Objective →
Return only the lines starting at the line that contains "Identify the pendant light shade" and ending with the final line of the listing; include both endpoints.

§ §

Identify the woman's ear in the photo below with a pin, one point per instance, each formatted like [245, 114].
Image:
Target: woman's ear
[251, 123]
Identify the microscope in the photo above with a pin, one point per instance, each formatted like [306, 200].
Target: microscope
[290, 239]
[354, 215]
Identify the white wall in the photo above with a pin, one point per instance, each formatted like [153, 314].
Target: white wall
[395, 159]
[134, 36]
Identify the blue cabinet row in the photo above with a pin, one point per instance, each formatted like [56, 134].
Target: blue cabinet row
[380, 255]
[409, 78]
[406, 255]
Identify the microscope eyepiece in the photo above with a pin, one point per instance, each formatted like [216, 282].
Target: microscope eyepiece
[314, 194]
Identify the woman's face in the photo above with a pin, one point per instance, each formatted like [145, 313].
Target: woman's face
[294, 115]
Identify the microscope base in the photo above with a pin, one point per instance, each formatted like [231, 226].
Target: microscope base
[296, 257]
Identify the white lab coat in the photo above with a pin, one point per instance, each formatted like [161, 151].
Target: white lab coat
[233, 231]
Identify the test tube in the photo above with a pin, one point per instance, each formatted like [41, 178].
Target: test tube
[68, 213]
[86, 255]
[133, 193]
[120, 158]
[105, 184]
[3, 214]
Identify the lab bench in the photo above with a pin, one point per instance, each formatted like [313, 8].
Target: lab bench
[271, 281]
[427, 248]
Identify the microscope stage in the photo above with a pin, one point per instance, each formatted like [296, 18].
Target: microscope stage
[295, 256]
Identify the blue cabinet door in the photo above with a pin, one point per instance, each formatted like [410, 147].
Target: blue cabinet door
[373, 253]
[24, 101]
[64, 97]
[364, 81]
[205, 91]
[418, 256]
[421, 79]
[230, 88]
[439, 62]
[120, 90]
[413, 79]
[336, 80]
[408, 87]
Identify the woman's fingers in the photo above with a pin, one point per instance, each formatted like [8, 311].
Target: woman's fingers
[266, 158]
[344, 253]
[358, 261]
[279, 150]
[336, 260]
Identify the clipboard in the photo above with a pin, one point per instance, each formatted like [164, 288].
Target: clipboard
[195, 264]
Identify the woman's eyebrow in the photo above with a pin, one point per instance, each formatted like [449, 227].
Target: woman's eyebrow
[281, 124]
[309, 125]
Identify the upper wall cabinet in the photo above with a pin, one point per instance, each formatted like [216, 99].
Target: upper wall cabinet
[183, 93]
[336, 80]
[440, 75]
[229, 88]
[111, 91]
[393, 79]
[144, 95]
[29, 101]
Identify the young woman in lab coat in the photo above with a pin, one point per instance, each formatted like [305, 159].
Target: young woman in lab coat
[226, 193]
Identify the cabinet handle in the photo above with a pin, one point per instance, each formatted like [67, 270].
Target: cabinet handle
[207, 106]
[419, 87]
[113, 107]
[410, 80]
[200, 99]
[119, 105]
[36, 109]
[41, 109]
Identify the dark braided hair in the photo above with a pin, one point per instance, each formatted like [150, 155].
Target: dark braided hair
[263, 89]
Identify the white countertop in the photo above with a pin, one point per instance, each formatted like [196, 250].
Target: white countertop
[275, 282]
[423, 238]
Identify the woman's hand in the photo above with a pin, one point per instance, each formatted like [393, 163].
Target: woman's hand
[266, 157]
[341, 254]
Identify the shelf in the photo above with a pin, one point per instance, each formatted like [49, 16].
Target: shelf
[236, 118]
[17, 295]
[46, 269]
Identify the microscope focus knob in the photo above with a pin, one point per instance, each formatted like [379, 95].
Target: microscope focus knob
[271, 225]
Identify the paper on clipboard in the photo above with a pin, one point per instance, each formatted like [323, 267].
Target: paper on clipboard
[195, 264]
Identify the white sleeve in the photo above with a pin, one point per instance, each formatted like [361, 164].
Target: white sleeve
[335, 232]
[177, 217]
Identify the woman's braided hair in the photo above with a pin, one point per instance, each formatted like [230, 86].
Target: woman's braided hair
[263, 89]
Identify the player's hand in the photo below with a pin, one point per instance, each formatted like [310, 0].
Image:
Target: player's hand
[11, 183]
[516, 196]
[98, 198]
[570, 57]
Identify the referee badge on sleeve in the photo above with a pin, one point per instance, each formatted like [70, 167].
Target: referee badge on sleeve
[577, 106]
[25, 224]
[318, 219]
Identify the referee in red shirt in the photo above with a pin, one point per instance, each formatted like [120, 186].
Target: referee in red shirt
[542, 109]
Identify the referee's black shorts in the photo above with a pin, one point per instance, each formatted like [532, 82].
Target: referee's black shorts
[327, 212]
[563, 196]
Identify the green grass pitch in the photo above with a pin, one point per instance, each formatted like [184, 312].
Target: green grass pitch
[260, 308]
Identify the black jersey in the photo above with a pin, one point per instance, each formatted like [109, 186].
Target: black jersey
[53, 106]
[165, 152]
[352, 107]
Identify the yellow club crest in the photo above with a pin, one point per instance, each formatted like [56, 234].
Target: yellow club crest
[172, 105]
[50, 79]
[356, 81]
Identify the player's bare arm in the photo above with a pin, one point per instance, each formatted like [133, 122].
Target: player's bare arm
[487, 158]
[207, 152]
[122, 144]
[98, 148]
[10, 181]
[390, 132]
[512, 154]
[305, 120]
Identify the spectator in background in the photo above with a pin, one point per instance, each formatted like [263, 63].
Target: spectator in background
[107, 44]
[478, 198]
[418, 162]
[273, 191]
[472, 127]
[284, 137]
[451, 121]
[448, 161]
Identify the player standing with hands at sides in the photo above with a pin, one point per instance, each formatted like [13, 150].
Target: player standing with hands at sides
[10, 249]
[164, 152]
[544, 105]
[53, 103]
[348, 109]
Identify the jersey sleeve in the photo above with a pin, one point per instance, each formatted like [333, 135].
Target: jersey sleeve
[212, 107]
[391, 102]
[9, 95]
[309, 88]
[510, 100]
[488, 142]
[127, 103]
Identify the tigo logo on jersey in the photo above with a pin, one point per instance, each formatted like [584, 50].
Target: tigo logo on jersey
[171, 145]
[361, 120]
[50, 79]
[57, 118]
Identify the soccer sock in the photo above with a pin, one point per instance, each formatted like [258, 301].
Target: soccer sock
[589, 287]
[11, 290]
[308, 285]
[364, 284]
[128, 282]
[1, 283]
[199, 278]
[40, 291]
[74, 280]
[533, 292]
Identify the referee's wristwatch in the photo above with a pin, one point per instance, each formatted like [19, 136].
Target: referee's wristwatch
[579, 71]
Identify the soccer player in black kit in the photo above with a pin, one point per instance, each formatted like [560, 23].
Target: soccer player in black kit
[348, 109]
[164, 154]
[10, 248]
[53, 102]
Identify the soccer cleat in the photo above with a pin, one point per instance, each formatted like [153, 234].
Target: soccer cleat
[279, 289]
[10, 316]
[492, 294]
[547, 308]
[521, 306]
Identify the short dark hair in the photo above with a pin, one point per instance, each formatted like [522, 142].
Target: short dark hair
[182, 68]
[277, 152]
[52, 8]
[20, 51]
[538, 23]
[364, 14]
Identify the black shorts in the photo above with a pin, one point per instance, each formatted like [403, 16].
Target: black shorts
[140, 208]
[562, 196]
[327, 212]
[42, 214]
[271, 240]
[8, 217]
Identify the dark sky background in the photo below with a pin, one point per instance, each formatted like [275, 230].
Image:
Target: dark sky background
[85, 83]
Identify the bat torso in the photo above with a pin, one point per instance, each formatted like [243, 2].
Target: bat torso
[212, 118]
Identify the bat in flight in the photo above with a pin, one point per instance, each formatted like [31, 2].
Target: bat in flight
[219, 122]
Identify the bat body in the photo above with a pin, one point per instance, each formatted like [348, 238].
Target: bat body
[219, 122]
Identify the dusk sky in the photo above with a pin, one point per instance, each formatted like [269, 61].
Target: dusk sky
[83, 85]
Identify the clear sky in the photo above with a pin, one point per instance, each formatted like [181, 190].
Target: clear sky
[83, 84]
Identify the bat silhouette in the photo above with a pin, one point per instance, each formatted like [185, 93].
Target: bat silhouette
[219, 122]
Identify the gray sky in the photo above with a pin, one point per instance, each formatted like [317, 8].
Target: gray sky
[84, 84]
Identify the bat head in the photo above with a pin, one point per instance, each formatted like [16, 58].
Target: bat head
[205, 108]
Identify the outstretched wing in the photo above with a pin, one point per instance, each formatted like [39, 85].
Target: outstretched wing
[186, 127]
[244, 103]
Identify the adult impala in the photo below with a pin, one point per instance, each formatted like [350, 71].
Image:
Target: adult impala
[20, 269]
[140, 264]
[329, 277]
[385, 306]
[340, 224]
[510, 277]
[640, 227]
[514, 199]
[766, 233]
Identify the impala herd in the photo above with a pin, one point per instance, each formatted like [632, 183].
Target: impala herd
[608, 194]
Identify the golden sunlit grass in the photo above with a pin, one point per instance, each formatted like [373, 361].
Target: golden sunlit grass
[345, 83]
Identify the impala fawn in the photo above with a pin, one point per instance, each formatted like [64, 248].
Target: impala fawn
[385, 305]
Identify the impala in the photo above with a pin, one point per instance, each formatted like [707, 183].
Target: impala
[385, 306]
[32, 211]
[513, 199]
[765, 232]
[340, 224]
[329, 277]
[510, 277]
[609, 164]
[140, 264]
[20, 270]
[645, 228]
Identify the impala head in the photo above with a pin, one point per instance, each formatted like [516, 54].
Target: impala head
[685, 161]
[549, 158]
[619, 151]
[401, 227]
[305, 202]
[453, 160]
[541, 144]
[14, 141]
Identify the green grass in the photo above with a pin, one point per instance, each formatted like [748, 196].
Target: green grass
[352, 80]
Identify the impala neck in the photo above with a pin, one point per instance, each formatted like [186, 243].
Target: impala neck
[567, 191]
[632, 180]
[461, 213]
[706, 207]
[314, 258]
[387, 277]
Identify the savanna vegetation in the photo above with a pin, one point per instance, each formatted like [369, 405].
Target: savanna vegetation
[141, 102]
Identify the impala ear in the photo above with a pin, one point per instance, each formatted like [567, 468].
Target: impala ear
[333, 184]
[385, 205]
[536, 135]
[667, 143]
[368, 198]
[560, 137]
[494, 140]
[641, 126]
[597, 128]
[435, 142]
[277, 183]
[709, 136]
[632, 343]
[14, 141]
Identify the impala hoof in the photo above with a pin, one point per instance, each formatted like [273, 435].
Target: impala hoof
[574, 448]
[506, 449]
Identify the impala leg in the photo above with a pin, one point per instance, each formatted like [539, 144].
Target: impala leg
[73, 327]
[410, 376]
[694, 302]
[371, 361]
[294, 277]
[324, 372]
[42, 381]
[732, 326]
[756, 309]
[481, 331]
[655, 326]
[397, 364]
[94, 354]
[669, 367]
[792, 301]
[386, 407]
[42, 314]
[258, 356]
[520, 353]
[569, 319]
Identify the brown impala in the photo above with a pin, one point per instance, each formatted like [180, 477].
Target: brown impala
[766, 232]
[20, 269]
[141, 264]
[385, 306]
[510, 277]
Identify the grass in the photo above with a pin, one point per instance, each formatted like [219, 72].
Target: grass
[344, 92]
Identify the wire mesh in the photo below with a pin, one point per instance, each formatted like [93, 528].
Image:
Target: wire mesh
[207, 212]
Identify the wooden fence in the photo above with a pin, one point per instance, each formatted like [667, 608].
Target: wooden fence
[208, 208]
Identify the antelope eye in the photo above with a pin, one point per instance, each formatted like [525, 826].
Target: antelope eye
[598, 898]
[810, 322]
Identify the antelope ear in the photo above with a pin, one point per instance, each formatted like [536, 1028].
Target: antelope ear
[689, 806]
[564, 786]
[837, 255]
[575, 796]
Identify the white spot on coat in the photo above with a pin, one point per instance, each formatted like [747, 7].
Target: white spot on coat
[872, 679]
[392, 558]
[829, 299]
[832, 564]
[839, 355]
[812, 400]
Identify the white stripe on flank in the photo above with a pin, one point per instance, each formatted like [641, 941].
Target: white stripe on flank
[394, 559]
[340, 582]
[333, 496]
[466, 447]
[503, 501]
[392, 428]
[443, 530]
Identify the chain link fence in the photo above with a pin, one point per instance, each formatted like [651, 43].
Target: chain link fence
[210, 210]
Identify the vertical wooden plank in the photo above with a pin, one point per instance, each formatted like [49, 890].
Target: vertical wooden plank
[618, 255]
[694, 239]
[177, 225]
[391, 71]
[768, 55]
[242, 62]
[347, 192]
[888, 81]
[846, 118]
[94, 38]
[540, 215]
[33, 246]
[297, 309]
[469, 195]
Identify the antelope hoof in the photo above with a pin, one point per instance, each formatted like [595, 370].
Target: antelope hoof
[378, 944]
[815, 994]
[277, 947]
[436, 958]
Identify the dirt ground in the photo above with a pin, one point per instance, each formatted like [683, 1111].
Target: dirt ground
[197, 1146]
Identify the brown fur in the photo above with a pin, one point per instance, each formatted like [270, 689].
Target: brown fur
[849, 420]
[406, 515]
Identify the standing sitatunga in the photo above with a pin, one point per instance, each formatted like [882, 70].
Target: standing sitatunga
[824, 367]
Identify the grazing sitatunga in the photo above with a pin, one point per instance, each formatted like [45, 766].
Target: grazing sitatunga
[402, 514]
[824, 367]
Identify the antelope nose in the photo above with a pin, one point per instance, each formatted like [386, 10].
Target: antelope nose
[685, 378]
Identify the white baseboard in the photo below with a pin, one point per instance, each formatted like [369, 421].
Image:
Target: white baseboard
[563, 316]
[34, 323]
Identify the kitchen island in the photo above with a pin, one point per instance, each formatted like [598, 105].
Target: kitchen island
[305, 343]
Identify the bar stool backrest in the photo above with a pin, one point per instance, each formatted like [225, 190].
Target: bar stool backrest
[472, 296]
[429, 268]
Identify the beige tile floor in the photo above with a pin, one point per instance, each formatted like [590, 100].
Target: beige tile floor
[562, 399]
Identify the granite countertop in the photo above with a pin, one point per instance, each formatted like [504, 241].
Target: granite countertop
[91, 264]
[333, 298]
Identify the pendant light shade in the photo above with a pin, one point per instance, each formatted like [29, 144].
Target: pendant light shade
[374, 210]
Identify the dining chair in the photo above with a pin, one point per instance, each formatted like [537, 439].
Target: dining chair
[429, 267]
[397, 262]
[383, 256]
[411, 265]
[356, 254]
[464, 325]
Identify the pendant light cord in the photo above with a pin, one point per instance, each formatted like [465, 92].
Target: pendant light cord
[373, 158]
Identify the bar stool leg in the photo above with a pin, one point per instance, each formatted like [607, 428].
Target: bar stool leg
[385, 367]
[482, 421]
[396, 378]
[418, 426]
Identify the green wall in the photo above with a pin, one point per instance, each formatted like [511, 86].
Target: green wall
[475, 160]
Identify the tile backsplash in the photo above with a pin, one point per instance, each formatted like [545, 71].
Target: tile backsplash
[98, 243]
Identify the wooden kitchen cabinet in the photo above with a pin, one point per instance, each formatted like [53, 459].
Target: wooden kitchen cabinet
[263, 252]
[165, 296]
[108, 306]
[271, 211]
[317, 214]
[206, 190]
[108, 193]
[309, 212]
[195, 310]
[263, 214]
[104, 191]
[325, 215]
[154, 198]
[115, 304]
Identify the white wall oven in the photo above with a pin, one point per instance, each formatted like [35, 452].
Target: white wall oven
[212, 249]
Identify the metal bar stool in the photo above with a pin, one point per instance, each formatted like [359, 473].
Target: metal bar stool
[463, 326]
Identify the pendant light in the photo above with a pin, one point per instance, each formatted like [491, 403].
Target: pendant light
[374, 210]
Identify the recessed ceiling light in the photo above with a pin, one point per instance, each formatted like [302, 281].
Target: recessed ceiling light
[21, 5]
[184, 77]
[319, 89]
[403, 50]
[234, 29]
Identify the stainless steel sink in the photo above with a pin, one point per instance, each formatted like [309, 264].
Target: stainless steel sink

§ §

Correct output →
Identify the pendant light shade in the photo above with a pin, one point per instance, each formatted like [29, 144].
Target: pendant light shade
[374, 210]
Identify the dining chair in the photo above with a pin, one point per instance, each formatted like [537, 439].
Target: dining chair
[429, 267]
[397, 262]
[383, 256]
[411, 265]
[356, 254]
[464, 325]
Identify the pendant light cord in the photo above with a pin, one point per instance, each formatted like [465, 92].
Target: pendant light cord
[373, 158]
Identify the bar stool leg in the photo above with a pin, one point per instance, each formatted like [607, 428].
Target: bar stool leg
[385, 367]
[482, 421]
[396, 378]
[418, 426]
Identify the green wall in the photo above with a pin, one point per instance, each formatted like [511, 86].
Target: green wall
[475, 160]
Identify the tile backsplash in the photo above with a pin, one point per instance, each formatted like [545, 71].
Target: tile backsplash
[98, 243]
Identify the wooden kitchen cabinet in the photo above with a pin, one point per instance, each formatted like [53, 459].
Target: wooden kitchen cabinet
[263, 252]
[165, 296]
[108, 306]
[271, 211]
[317, 214]
[206, 190]
[108, 193]
[309, 212]
[195, 310]
[263, 214]
[104, 191]
[325, 215]
[154, 198]
[115, 304]
Identify the white wall oven in the photo above with a pin, one point per instance, each formatted like [35, 452].
Target: white wall oven
[212, 249]
Identify the metal bar stool in the photo above with a pin, one point per instance, each formatted like [359, 473].
Target: metal bar stool
[463, 326]
Identify the pendant light in the photo above with a pin, one point per instance, each formatted like [491, 403].
Target: pendant light
[374, 210]
Identify the recessed ceiling light in the photo above with a pin, one point per instance, each formatted like [302, 281].
Target: recessed ceiling light
[21, 5]
[184, 77]
[319, 89]
[403, 50]
[234, 29]
Identify the stainless steel sink in the photo above with a pin, one point per instance, each formatted like [309, 264].
Target: stainless steel sink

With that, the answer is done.